**Records for this exercise**
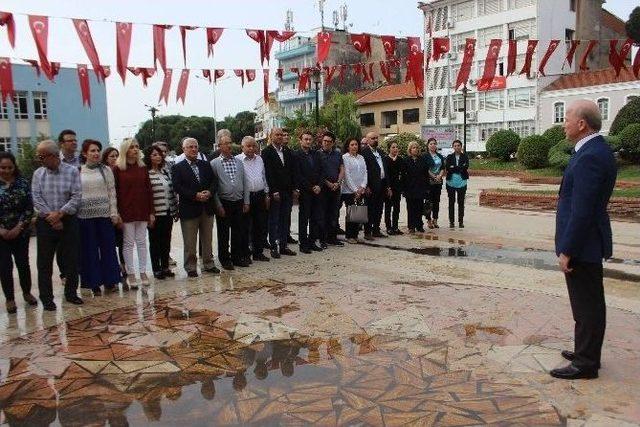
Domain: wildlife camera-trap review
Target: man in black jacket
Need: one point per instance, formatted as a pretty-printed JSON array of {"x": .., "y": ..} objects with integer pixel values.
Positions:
[
  {"x": 377, "y": 186},
  {"x": 195, "y": 184},
  {"x": 278, "y": 165}
]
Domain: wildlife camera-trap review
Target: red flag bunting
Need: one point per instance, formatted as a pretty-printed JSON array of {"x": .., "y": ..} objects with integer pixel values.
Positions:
[
  {"x": 181, "y": 93},
  {"x": 585, "y": 55},
  {"x": 166, "y": 86},
  {"x": 362, "y": 43},
  {"x": 159, "y": 51},
  {"x": 84, "y": 33},
  {"x": 531, "y": 47},
  {"x": 553, "y": 45},
  {"x": 213, "y": 35},
  {"x": 465, "y": 67},
  {"x": 323, "y": 46},
  {"x": 6, "y": 18},
  {"x": 85, "y": 87},
  {"x": 6, "y": 80}
]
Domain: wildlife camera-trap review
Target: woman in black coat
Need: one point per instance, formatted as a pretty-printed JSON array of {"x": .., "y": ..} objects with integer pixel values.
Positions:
[{"x": 415, "y": 181}]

**Work instructions**
The answer is a count and nothing more: lines above that contain "Target".

**Response**
3